The exercise: Reproduce every one of the records below word for word, and please leave the pictures out of your answer.

Image point annotation entries
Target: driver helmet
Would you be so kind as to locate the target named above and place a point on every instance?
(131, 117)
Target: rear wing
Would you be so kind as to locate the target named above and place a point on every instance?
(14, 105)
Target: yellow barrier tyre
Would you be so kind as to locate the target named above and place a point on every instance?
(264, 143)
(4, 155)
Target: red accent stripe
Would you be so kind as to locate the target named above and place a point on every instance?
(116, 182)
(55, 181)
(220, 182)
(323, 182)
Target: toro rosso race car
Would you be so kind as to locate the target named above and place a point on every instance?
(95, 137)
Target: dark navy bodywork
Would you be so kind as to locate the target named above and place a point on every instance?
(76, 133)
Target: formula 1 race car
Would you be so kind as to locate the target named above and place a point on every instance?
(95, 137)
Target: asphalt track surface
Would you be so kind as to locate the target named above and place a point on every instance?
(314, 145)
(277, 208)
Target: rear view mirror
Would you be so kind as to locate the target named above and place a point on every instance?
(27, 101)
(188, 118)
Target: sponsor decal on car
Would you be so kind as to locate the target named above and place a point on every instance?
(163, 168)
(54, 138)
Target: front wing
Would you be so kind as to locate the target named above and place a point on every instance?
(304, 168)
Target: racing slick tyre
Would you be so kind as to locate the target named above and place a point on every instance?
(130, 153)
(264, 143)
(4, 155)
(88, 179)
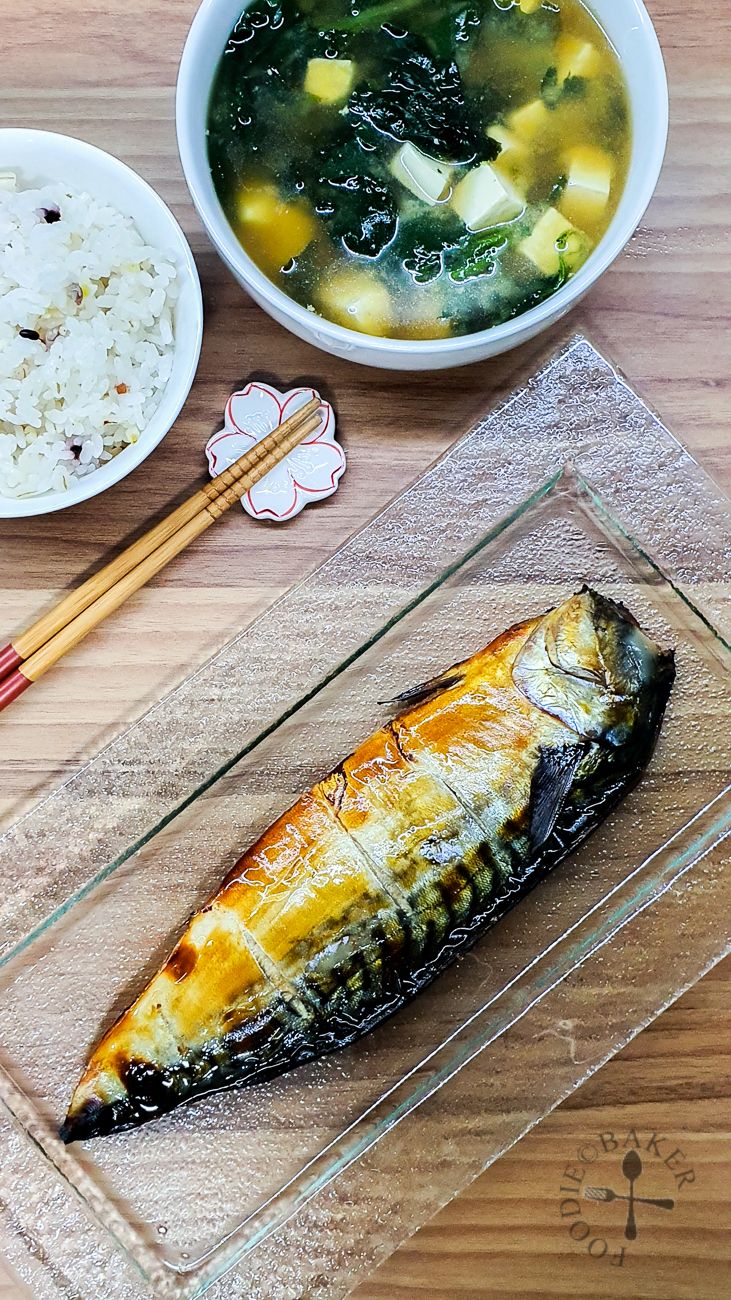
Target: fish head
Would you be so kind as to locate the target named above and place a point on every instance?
(589, 664)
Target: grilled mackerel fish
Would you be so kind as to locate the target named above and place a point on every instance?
(392, 865)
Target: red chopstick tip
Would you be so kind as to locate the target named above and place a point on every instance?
(12, 687)
(9, 659)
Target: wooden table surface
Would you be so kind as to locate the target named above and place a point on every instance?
(106, 72)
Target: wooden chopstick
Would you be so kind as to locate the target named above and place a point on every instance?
(82, 610)
(29, 641)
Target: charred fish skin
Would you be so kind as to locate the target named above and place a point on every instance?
(393, 865)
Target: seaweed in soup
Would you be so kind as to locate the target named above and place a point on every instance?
(523, 116)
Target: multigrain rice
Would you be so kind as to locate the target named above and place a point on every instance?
(86, 336)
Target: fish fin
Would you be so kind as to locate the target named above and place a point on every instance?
(550, 784)
(427, 689)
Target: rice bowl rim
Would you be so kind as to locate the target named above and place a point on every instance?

Completed task:
Target: driver helmet
Would you be so kind as to locate the target named above and place a point on every instance?
(131, 117)
Target: rear wing
Would you be so kind as to locate the target named above and place a point on every instance?
(14, 105)
Target: yellow barrier tyre
Would you be so kind as to locate the target named above and place a point on every instance?
(264, 143)
(4, 155)
Target: red accent stripe
Would you be so kind as to locate the target named above and place a point on every instance?
(116, 182)
(55, 181)
(220, 182)
(323, 182)
Target: toro rosso race car
Would you be so kind as to locate the target named above and place a point on every instance?
(95, 137)
Target: dark navy bodywork
Would you be so kind as to locate the target named above and place a point on every instance?
(76, 133)
Target: formula 1 race car
Would you be so kind as to locate the target named above and place a point on every instance?
(95, 137)
Target: asphalt track surface
Would you be so kind as to locate the target named above and place a point on every instance?
(314, 145)
(277, 208)
Target: rear view mirror
Would you be so kind as to locate the target named above and place a point on every instance?
(27, 101)
(188, 118)
Target: sponsor decal on car
Would you be so kind as to locate the target named above and place a point on every instance?
(163, 168)
(54, 138)
Target: front wing
Would you be so kind as to locate the target named above and place a point on every instance?
(304, 168)
Target: racing slick tyre
Would you be so kind as to locate the target named above and place a point on every instance?
(130, 153)
(264, 143)
(4, 155)
(88, 179)
Target: fish head
Would you be so kind as to locate the target named above and place a point on every instance?
(589, 664)
Target: grilled mackerel fish
Would you be so kind as to locate the target named above and place a point on every instance?
(392, 865)
Target: red chopstick tip
Would you be so kind as to locate the target named above and place a point on every instance?
(12, 687)
(9, 659)
Target: wooden table surface
Would you be so kind as to locate the target named above and place a point on every instance?
(106, 72)
Target: wooden chopstick
Would you be so kind as to locate the target named above and place a point on every instance?
(82, 610)
(29, 641)
Target: charred fish skin
Would you be so kind as to locate the target named above and place a point on every instance?
(393, 865)
Target: seaweed in soup
Would you be so kind as to locate the target named above and place a point on every instance?
(523, 116)
Target: multigrain rice
Would you be so kind as to locate the target named above and place a point on every instance?
(86, 336)
Target: fish fin
Would you be so kind as to locate the target named above and place a point on every instance?
(550, 784)
(427, 689)
Target: rice bowl rim
Would you be so kind as to locate the target named above and place a point on every instance?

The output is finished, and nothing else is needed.